§ **Assigned task**: Every entry here should be copied exactly.

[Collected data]
====================
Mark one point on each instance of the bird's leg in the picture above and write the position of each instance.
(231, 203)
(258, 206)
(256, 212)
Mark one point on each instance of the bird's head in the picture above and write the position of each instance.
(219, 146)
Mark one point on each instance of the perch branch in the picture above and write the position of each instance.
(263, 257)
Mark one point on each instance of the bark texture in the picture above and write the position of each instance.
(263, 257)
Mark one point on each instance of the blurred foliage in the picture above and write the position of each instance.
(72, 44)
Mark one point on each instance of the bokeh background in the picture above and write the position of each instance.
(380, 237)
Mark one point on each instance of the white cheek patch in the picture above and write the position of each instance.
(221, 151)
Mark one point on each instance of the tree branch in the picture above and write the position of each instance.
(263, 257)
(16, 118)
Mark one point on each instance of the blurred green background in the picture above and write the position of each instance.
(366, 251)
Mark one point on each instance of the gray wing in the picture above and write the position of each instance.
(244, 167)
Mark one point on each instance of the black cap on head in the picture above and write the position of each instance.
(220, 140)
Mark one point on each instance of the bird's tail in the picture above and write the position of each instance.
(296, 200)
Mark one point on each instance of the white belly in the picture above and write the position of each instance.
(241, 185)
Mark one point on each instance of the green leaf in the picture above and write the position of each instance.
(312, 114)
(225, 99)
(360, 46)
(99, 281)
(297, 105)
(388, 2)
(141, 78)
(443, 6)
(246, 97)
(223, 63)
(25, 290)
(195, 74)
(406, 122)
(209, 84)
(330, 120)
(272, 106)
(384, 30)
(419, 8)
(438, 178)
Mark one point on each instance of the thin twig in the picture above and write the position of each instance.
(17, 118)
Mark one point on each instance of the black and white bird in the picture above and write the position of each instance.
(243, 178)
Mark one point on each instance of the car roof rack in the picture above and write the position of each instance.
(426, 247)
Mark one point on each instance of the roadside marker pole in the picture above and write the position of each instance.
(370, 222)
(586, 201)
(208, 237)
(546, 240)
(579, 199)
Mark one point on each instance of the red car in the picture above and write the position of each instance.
====================
§ **Task solution**:
Mark one point on each instance of the bird's leg in the picture above and write the position of each instance.
(231, 203)
(258, 206)
(256, 212)
Mark one point on each instance of the bird's head in the picture above and write the position of each instance.
(219, 146)
Mark one point on each instance of the perch branch in the picture above and write the position of each instance.
(263, 257)
Mark one point on each instance of the bark texture in the picture above and write the position of each instance.
(263, 257)
Mark one point on each instance of the blurred foliage in the picture above and write the position of each instance.
(72, 44)
Mark one point on each instance of the bokeh background in the picture above and write the position of each instance.
(380, 237)
Mark one point on each instance of the white cheek patch in the picture above and write the position of each instance.
(221, 151)
Mark one point on each instance of the tree branch in the picture above and write the position of each instance.
(263, 257)
(16, 118)
Mark one point on each instance of the blurred green background in the picture above and write the position of each instance.
(366, 251)
Mark one point on each instance of the gray wing in the picture above and write the position of each instance.
(244, 167)
Mark one point on each instance of the black cap on head in the picture above and write the position of each instance.
(220, 140)
Mark one point on each instance of the bird's tail in the picture above and write the position of each instance.
(296, 200)
Mark one point on each instance of the white belly in the picture above and write the position of each instance.
(241, 185)
Mark one point on each instance of the green leaf in the picture above and write the position of each instance.
(312, 114)
(225, 99)
(360, 46)
(99, 281)
(297, 105)
(388, 2)
(141, 78)
(443, 6)
(246, 97)
(223, 63)
(25, 290)
(195, 74)
(406, 122)
(209, 84)
(330, 120)
(272, 106)
(384, 30)
(419, 8)
(438, 178)
Mark one point on each instance of the thin twig in the picture above and write the position of each instance.
(17, 118)
Mark one point on each instance of the black and white bird in the picture above and write the position of each instance.
(243, 178)
Mark one point on each instance of the car roof rack in the picture above and write the position of each instance.
(426, 247)
Mark one point on each instance of the roadside marker pole in the picture above and write the position of each instance.
(370, 222)
(586, 201)
(208, 237)
(546, 240)
(579, 199)
Mark one point on each instance of the red car in the picture above and write the position of each instance.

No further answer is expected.